◆ **EXTRACTO DE LA PÁGINA**:
◆ ◆ ◆ ◆ ◆

Como sabéis, y siempre hablando desde mi punto de vista, vender es construir relaciones comerciales rentables. Y, a ser posible, con clientes con valores alineados con los nuestros… al menos si queremos que la relación sea duradera. Porque vender, amigos, es seducir.
Me ha dado por escribir sobre este tema porque una reunión reciente con un posible proveedor me ha servido de recordatorio para no perder de vista uno de los puntos clave de cualquier proceso de venta. Resulta que al finalizar la reunión me quedé con una sensación un tanto extraña, aunque lo cierto es que no tardé demasiado en identificar el motivo: en algunos momentos de la reunión tuve la desagradable sensación de estar perdiendo el tiempo miserablemente (sensación que, como es obvio, nunca se debe generar en un posible cliente). ¿Por qué? Pues porque me estaban contando cosas que sí, que están muy bien, que son fabulosas… y que me sé de memoria. ¿Y por qué me estaban contando cosas que yo ya sabía? La respuesta es muy sencilla: por no formular las preguntas adecuadas.
Resulta que lo único que le interesa a un cliente es cómo vas a poder ayudarle. No le interesa lo excepcional que dices que eres, ni todas las cosas maravillosas y sorprendentes que se supone que haces, ni la abrumadora experiencia que te ha llevado hasta donde estás. Y, por tanto, si quieres captar su atención vas a tener que preparar la reunión a conciencia, investigar, sondear lo que el cliente espera y cómo vas a dar una respuesta a sus necesidades superior a la de tu competencia y, como es natural, tendrás que ser capaz de comunicarlo de forma efectiva. Eso para ir empezando a abrir boca.

◆ ◆ ◆ ◆ ◆

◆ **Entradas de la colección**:
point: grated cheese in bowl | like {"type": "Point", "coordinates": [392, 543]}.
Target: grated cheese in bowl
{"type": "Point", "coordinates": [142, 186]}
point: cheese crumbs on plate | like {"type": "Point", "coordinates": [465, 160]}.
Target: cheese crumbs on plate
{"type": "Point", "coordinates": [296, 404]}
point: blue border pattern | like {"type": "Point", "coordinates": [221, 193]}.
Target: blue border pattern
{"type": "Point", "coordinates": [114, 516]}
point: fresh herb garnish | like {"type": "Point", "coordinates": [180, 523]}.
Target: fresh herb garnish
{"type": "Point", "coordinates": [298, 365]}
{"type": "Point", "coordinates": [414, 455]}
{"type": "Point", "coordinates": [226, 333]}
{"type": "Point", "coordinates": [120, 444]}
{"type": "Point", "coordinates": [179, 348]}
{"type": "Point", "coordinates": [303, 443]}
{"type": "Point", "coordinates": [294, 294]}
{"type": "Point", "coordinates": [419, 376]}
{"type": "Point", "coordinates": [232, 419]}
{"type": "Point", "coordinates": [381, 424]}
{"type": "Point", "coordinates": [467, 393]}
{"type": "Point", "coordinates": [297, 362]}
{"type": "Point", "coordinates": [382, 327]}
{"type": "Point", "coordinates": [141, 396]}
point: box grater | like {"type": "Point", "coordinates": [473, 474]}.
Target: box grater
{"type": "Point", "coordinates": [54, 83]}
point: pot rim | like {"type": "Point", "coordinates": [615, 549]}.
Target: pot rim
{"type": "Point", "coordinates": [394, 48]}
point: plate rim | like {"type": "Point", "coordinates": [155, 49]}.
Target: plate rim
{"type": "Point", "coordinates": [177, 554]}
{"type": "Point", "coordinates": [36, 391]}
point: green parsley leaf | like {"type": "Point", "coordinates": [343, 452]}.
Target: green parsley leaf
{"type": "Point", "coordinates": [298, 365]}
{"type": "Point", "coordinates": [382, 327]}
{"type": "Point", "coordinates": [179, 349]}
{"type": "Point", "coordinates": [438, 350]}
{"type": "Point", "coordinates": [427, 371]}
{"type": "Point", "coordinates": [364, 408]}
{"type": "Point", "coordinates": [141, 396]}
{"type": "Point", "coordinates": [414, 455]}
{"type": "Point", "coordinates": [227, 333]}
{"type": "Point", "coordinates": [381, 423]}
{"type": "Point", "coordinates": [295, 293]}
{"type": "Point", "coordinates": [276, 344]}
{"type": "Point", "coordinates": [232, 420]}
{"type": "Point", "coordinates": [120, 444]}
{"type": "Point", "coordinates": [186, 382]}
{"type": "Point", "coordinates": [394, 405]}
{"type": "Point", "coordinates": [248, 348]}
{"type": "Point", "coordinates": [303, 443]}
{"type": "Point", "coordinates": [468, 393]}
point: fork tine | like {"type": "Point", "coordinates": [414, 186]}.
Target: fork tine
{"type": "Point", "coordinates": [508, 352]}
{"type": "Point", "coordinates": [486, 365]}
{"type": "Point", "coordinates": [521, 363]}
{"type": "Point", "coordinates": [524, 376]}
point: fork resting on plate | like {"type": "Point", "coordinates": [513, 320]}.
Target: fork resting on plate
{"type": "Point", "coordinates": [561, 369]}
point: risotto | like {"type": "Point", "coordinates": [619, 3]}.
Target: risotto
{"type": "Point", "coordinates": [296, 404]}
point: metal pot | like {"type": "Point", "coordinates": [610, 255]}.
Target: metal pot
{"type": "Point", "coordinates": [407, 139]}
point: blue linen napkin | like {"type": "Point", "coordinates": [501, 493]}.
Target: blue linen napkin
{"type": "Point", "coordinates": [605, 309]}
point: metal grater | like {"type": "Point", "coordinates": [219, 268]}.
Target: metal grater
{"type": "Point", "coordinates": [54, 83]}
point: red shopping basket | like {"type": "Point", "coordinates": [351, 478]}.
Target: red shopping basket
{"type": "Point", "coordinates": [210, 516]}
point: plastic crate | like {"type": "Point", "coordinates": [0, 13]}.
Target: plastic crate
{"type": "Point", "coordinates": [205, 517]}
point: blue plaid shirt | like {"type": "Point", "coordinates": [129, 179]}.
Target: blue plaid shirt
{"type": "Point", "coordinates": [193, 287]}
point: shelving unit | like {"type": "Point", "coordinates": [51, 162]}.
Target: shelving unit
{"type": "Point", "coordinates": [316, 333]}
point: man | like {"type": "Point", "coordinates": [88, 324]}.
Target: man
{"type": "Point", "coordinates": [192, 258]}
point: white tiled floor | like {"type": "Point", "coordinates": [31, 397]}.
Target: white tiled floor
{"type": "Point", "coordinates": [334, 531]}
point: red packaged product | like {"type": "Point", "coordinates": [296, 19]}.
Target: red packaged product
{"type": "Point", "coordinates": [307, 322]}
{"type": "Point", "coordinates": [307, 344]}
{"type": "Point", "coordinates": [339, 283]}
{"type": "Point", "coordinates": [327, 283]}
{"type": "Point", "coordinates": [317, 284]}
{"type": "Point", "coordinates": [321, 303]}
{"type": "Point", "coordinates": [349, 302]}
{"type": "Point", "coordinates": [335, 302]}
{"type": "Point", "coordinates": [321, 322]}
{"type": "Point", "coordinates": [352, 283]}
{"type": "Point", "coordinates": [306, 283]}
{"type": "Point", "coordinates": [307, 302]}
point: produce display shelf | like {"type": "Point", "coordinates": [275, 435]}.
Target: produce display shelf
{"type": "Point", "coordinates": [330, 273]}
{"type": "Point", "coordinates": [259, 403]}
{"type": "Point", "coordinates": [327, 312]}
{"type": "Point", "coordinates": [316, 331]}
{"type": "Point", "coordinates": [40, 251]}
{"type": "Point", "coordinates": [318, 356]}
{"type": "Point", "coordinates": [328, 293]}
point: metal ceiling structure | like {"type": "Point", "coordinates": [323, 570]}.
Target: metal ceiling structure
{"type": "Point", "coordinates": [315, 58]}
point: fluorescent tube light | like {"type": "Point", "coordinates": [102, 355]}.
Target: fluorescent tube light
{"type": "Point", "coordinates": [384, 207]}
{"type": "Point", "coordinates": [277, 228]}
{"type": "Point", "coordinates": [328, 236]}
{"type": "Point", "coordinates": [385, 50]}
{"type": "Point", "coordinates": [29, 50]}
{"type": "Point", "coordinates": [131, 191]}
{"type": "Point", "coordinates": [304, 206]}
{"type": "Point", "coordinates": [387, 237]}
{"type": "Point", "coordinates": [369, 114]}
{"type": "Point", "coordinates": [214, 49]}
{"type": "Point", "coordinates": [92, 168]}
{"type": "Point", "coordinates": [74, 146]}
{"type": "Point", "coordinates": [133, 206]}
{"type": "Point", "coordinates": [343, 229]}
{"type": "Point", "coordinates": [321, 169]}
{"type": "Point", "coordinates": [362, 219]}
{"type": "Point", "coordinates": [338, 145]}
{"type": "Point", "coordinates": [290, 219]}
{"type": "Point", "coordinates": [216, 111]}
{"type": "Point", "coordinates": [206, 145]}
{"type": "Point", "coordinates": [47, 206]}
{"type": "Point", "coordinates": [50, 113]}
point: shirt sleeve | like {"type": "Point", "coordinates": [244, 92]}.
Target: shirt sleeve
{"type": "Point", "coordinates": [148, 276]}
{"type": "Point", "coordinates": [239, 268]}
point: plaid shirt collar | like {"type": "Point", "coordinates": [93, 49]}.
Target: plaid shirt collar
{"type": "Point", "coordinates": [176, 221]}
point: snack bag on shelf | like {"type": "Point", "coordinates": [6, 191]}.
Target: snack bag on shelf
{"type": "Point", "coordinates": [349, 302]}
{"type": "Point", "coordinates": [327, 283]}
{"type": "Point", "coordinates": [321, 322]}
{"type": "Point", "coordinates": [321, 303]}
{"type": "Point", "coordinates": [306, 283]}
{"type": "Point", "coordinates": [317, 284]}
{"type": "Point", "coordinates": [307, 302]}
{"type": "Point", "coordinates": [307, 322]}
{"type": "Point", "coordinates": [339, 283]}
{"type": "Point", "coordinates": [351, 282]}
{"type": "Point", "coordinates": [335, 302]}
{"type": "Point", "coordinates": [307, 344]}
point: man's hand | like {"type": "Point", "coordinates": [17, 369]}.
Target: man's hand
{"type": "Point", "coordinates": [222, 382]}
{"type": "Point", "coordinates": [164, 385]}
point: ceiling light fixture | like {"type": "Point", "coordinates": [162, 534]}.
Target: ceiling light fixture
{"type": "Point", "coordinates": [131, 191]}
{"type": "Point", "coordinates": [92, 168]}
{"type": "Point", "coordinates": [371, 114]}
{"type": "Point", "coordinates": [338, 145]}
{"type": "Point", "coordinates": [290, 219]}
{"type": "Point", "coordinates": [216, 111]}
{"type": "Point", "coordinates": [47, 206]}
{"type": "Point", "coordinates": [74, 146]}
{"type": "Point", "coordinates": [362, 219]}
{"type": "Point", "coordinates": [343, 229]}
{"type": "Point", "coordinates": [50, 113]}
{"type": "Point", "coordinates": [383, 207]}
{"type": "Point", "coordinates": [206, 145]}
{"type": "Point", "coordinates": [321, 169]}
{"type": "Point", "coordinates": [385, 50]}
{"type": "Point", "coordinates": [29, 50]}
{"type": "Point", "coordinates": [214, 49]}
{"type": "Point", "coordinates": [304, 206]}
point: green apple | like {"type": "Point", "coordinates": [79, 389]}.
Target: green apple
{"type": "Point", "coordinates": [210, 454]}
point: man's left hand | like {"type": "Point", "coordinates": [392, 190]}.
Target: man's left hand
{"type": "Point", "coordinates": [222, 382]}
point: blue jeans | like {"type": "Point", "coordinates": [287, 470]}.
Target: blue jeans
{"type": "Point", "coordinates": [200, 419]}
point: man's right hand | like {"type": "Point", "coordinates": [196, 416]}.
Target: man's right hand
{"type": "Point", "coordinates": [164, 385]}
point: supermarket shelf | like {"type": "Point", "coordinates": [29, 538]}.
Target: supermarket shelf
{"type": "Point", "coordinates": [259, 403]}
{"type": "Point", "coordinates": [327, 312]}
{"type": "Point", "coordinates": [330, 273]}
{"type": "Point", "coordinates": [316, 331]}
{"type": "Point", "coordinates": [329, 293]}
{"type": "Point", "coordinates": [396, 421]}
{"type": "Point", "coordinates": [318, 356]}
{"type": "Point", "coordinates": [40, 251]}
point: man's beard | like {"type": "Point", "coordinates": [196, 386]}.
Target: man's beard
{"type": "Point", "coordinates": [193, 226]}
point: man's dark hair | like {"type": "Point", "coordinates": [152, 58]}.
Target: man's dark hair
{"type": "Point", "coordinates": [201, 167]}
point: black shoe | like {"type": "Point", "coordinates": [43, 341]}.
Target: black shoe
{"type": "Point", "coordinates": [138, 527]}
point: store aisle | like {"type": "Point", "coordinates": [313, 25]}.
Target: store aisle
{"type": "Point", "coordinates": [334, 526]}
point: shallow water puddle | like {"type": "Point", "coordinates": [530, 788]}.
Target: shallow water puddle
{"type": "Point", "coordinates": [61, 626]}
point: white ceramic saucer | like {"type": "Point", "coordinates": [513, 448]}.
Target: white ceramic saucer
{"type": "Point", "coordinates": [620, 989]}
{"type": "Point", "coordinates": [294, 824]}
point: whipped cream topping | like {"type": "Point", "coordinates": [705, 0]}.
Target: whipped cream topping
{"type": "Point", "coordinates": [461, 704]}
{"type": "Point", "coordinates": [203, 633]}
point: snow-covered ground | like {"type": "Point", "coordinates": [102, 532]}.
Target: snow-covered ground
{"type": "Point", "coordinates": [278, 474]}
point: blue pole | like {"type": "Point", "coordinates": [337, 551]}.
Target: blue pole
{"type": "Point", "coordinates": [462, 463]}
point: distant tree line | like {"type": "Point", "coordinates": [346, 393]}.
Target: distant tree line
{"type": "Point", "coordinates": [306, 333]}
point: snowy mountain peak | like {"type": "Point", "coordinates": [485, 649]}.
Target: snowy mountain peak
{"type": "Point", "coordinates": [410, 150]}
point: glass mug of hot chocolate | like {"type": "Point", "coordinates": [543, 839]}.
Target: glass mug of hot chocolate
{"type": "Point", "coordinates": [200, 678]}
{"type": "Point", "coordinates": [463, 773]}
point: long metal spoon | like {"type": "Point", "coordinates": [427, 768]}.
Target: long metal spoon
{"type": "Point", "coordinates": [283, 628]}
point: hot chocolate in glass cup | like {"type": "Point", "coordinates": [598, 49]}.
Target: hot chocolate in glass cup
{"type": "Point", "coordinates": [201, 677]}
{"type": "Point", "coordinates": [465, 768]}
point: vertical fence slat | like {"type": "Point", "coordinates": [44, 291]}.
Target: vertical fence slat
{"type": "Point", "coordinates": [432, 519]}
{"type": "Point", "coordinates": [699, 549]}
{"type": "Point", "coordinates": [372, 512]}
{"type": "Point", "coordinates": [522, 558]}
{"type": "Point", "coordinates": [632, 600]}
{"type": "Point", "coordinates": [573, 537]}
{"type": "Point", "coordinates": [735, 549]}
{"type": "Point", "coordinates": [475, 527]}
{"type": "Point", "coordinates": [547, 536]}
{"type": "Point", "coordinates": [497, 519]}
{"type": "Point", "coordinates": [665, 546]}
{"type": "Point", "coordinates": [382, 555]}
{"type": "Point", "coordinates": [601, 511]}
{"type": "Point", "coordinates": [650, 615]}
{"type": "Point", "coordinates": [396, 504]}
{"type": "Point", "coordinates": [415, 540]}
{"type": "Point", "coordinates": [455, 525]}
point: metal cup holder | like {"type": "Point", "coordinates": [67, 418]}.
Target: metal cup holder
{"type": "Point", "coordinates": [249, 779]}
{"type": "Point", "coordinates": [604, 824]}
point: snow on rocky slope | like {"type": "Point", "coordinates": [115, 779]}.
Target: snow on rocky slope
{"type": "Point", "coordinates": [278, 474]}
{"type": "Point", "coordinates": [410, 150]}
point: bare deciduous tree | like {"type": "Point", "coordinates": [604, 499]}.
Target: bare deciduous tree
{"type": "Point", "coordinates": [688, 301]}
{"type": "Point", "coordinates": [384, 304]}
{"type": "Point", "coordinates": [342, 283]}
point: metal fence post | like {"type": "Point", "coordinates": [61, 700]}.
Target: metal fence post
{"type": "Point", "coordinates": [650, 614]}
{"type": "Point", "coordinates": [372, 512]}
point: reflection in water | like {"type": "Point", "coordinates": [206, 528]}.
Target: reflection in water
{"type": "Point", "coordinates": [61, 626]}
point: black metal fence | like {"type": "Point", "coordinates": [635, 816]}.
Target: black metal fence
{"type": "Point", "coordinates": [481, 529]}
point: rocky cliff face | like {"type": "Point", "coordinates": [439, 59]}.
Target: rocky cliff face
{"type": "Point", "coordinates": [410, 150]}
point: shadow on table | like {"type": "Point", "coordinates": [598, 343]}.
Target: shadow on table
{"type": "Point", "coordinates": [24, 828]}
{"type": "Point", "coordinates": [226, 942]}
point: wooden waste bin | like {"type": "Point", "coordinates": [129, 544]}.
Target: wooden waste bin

◆ ◆ ◆ ◆ ◆

◆ **CONJUNTO DE TAREAS**:
A – Copia del texto sobre ventas el fragmento que va desde "Me ha dado por" hasta "las preguntas adecuadas.".
B – Responde a estas preguntas sobre el texto de ventas:
(i) ¿Qué es vender, según el autor?
(ii) ¿Con quién fue la reunión reciente que se menciona?
(iii) ¿Qué es lo único que le interesa a un cliente?
C – Sigue escribiendo el texto sobre ventas a partir de su última frase.

◆ **RESULTADOS**:
A –
Me ha dado por escribir sobre este tema porque una reunión reciente con un posible proveedor me ha servido de recordatorio para no perder de vista uno de los puntos clave de cualquier proceso de venta. Resulta que al finalizar la reunión me quedé con una sensación un tanto extraña, aunque lo cierto es que no tardé demasiado en identificar el motivo: en algunos momentos de la reunión tuve la desagradable sensación de estar perdiendo el tiempo miserablemente (sensación que, como es obvio, nunca se debe generar en un posible cliente). ¿Por qué? Pues porque me estaban contando cosas que sí, que están muy bien, que son fabulosas… y que me sé de memoria. ¿Y por qué me estaban contando cosas que yo ya sabía? La respuesta es muy sencilla: por no formular las preguntas adecuadas.

B –
(i) Construir relaciones comerciales rentables.
(ii) Con un posible proveedor.
(iii) Cómo vas a poder ayudarle.

C –
Por consiguiente, es fundamental hacer todo lo posible por evitar este error que yo mismo he cometido en más de una ocasión. Pregunta, solicita aclaraciones, pide ejemplos concretos, tantea cómo tu interlocutor cree que es posible resolver o cómo está resolviendo ya esos problemas que tú eres capaz de solucionar. Haz que sea el cliente el que se sienta protagonista, el que hable la mayor parte del tiempo. Porque lo que el cliente quiere es que le hagas la vida más fácil. No le importas tú; lo que le importa es lo que tú puedes hacer por él.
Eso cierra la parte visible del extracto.